[Problem to solve] Repeat word for word the part of the listing below that opens with the line containing "For the benchmark, drop one pin per instance of the gray" and runs through the last line of the listing, both ends included.

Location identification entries

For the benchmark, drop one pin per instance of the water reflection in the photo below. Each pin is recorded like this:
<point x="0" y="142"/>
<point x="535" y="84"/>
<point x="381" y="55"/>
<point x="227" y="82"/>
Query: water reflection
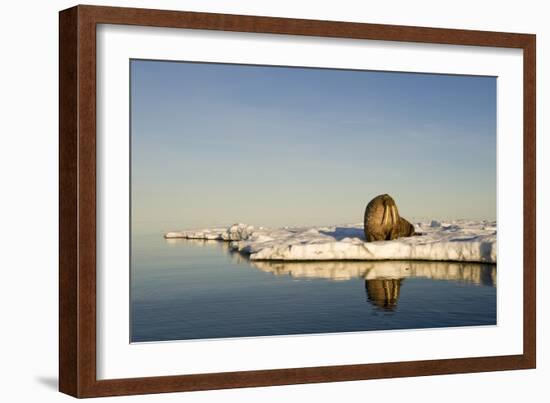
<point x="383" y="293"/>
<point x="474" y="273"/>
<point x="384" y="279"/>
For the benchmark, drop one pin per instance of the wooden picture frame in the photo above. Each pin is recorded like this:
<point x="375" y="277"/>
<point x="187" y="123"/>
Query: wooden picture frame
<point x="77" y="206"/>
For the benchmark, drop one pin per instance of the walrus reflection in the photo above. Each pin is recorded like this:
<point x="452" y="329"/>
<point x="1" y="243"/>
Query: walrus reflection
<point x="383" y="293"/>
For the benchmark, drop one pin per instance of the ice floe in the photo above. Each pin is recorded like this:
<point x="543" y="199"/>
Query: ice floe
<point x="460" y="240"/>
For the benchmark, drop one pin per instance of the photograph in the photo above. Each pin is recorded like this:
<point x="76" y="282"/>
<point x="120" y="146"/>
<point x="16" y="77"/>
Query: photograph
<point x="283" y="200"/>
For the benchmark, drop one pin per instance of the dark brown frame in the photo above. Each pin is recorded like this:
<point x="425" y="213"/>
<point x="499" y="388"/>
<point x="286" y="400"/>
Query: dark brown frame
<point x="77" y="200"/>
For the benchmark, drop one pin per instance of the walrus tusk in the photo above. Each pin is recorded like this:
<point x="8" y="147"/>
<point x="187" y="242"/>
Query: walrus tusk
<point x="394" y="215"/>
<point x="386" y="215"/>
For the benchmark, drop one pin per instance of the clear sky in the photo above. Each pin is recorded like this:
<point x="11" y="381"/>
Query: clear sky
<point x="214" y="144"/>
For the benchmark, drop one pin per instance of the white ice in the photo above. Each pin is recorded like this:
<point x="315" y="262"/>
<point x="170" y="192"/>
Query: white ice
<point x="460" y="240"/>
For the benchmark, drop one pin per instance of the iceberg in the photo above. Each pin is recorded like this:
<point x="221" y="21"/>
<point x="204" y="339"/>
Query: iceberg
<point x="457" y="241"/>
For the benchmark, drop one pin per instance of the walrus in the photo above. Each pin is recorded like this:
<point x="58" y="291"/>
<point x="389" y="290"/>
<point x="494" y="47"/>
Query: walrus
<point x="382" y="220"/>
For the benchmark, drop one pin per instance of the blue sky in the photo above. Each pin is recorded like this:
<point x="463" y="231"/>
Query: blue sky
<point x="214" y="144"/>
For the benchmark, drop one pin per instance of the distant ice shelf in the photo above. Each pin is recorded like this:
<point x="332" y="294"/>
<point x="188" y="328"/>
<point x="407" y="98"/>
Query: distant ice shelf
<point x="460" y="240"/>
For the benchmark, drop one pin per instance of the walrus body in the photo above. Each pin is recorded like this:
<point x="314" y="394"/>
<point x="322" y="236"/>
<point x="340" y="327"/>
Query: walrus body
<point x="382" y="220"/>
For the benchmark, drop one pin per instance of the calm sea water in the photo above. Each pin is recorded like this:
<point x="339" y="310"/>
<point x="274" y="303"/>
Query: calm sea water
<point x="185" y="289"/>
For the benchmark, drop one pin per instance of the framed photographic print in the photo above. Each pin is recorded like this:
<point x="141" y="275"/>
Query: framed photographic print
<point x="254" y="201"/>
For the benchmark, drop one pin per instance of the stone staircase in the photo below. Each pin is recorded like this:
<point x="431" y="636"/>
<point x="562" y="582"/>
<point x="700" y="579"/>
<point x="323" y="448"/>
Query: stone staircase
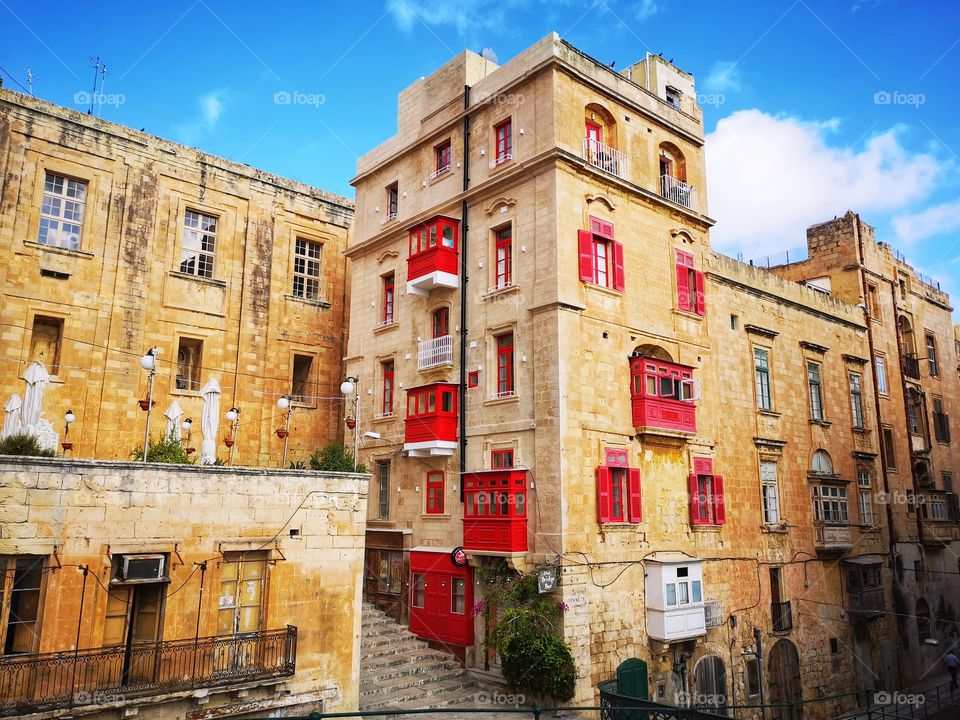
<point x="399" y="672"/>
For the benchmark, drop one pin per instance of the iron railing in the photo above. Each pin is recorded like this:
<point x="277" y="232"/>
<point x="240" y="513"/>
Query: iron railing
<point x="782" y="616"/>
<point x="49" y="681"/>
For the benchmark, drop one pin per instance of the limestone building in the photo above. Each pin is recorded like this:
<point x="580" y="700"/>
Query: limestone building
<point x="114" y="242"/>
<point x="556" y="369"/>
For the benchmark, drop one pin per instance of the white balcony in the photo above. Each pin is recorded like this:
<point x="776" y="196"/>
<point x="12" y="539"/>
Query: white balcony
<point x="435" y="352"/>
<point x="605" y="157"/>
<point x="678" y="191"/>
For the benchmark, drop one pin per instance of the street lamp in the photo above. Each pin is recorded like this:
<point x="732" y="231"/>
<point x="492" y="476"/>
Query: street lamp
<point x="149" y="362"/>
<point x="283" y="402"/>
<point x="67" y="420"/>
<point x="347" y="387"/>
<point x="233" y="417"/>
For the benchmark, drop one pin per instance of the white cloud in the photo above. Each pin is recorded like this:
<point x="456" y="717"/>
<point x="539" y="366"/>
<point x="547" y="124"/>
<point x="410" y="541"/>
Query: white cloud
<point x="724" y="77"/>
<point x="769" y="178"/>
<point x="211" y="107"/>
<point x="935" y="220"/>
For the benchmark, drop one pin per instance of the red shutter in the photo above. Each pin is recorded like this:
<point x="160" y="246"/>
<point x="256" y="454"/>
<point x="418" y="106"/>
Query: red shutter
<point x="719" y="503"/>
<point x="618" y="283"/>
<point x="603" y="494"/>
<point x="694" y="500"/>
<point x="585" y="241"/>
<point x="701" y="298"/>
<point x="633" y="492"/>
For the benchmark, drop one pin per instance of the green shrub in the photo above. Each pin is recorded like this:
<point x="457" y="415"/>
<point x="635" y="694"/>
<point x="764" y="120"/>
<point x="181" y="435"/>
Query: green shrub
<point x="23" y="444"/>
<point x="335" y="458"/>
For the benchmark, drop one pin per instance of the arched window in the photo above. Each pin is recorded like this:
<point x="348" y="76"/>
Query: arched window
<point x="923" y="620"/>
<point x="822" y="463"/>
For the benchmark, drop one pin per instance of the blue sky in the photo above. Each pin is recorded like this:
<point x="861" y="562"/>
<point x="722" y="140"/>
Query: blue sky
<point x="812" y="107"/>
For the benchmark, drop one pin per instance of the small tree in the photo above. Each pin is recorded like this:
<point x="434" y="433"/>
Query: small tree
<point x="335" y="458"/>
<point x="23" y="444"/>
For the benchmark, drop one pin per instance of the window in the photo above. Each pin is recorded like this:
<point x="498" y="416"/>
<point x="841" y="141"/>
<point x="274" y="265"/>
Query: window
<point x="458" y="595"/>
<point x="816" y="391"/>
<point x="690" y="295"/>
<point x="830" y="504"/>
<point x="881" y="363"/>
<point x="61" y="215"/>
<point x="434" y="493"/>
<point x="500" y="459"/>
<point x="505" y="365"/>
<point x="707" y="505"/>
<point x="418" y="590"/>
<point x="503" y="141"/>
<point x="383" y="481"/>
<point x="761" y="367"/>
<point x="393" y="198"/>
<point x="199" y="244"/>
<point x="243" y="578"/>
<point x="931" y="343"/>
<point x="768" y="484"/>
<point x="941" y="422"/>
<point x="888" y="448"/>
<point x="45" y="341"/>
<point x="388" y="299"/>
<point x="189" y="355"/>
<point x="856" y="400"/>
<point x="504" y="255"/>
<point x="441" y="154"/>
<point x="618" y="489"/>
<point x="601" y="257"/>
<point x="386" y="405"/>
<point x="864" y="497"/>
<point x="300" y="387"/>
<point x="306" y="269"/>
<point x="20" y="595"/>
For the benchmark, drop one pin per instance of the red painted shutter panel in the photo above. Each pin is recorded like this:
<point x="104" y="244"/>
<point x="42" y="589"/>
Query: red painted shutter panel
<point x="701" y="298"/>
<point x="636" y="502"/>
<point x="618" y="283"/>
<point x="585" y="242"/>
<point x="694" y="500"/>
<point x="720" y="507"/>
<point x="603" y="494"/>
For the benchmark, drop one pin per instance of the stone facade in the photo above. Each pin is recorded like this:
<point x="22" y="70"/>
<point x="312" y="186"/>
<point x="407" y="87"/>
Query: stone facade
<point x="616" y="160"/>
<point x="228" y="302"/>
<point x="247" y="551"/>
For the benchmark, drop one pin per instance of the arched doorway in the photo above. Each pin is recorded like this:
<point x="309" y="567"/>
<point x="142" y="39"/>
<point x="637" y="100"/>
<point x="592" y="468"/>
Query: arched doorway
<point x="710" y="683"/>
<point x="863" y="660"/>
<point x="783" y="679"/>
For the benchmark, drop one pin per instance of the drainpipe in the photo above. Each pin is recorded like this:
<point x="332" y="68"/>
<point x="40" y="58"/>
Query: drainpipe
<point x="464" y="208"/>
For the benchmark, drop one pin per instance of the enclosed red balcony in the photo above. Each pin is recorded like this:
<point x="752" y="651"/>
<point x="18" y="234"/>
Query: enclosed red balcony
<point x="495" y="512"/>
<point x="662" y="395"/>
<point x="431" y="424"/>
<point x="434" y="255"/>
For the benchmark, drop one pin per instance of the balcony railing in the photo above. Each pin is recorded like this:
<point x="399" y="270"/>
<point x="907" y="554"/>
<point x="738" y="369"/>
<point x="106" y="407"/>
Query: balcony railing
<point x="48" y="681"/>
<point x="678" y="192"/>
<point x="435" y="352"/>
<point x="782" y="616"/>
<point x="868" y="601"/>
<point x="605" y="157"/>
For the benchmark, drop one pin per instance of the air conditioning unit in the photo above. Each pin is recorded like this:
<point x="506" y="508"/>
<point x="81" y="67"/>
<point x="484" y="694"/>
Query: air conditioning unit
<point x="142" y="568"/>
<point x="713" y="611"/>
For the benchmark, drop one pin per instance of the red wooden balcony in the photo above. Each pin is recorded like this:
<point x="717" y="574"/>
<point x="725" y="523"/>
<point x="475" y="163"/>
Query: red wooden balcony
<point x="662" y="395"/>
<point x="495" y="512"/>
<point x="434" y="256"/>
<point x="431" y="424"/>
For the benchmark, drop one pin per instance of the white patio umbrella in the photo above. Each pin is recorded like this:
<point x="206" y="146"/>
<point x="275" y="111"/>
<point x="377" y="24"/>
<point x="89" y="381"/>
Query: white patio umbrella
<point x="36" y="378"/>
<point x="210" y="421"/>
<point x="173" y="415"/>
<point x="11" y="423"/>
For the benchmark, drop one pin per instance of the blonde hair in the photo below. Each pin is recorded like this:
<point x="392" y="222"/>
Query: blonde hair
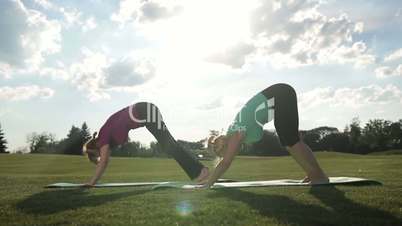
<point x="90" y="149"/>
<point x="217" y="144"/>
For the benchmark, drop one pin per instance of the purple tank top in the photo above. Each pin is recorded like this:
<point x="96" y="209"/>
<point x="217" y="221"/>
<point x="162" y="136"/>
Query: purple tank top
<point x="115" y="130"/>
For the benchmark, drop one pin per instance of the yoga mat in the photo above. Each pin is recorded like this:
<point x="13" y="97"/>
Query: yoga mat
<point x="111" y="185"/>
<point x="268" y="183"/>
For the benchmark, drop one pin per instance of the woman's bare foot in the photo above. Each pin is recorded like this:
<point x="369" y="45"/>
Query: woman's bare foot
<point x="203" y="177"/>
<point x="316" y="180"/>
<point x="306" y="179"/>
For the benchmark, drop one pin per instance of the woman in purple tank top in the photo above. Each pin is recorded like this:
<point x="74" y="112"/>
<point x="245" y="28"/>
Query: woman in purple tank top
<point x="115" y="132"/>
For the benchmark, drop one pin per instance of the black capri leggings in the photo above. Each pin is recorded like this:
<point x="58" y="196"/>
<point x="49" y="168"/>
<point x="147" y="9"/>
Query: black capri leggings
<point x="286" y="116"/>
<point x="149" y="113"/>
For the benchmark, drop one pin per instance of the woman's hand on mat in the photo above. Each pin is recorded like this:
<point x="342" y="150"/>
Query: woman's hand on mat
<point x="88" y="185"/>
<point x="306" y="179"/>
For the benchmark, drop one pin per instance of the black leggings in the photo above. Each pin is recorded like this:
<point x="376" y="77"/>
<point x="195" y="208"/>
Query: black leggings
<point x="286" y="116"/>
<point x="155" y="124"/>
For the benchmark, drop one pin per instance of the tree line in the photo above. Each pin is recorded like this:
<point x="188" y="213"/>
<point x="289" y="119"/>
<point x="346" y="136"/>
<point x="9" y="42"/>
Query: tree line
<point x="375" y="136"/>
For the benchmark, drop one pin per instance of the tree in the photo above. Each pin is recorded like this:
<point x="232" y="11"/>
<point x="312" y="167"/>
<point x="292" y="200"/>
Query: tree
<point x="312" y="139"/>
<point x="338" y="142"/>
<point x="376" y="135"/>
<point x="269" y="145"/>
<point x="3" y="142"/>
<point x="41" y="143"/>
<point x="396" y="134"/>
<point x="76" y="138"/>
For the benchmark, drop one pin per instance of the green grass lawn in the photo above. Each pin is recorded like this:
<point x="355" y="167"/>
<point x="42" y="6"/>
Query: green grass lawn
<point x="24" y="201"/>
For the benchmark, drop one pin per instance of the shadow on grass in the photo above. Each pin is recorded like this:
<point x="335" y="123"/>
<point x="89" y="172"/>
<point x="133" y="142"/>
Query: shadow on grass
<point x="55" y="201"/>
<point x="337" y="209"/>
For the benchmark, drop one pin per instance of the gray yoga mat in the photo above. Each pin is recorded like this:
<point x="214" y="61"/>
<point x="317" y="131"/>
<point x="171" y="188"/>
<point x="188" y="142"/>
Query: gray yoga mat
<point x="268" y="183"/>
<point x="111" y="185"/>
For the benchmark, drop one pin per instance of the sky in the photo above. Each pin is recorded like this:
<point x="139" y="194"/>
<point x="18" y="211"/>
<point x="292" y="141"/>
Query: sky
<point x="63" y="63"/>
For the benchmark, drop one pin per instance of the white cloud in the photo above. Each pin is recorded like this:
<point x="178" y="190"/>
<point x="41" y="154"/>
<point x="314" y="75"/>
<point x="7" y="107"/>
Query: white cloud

[Exercise result]
For the benchmark, drop one pin per instance of the gray yoga mat in the photo above. Each pin is recorded like this:
<point x="214" y="61"/>
<point x="317" y="131"/>
<point x="171" y="188"/>
<point x="188" y="142"/>
Query: gray yoga mat
<point x="268" y="183"/>
<point x="111" y="185"/>
For the benchmark, drop one pin per instance of the sky in the photo above. Each pin is recorded like this:
<point x="139" y="194"/>
<point x="18" y="211"/>
<point x="292" y="141"/>
Query: sky
<point x="63" y="63"/>
For the benchmark, drop one pin per instance of the white cloud in the photo above. Each pin is recorded like this:
<point x="178" y="190"/>
<point x="41" y="154"/>
<point x="314" y="75"/>
<point x="7" y="107"/>
Query: white cloud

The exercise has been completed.